## [Task goal]
Read through the records. Copy each line that has the word "white".

*** Opening of Data to process ***

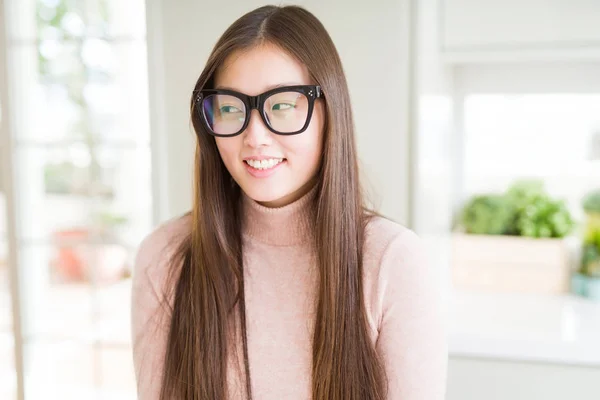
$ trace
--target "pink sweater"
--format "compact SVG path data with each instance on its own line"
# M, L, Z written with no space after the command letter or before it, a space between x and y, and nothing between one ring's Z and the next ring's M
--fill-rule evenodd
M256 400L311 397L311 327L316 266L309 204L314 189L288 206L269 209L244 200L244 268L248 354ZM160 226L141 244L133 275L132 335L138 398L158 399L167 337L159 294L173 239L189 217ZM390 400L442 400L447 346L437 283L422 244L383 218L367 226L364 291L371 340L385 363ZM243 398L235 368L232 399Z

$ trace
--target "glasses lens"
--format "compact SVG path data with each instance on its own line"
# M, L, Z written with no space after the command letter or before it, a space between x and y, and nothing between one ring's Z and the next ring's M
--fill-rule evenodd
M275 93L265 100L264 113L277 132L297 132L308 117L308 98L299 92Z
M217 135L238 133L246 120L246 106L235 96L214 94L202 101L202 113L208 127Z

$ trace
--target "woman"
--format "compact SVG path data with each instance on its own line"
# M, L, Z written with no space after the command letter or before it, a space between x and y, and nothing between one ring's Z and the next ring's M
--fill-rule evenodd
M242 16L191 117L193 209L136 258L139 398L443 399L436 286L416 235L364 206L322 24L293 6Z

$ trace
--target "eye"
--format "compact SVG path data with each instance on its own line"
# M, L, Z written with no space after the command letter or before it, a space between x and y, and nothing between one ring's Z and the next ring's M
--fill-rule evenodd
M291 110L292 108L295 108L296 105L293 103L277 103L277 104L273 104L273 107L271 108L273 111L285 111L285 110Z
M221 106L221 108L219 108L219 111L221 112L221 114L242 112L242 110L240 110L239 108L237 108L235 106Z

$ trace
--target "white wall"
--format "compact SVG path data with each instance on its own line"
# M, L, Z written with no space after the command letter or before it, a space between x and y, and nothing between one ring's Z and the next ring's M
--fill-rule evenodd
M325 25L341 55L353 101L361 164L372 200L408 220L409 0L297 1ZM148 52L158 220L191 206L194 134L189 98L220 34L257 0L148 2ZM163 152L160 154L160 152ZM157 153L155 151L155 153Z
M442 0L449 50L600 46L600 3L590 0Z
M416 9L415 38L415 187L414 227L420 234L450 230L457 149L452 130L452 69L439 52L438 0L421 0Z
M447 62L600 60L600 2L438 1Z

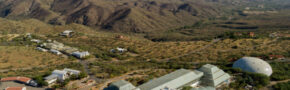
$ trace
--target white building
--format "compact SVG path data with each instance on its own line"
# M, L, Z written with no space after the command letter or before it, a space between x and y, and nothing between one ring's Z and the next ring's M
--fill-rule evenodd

*** Close of Data to process ***
*** Opening of Data to process ***

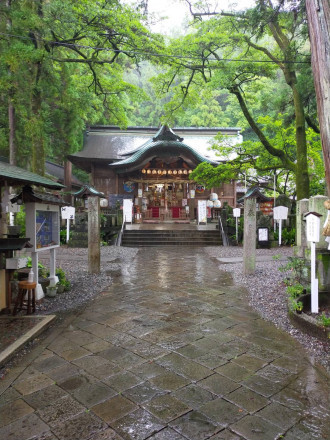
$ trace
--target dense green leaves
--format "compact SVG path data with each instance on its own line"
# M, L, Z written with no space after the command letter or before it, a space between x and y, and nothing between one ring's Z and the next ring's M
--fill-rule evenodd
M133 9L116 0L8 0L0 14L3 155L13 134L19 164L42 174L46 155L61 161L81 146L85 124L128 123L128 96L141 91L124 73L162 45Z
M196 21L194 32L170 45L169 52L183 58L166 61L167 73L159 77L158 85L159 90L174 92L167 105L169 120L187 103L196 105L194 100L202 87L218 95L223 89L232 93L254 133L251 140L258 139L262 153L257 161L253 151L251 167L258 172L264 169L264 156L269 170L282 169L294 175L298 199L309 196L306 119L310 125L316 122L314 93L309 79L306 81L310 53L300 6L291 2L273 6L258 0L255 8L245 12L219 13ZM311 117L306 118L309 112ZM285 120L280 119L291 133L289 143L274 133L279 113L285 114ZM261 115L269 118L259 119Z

*** Close of Data to process ***

## [Solution for this problem]
--target "white wall"
--target white building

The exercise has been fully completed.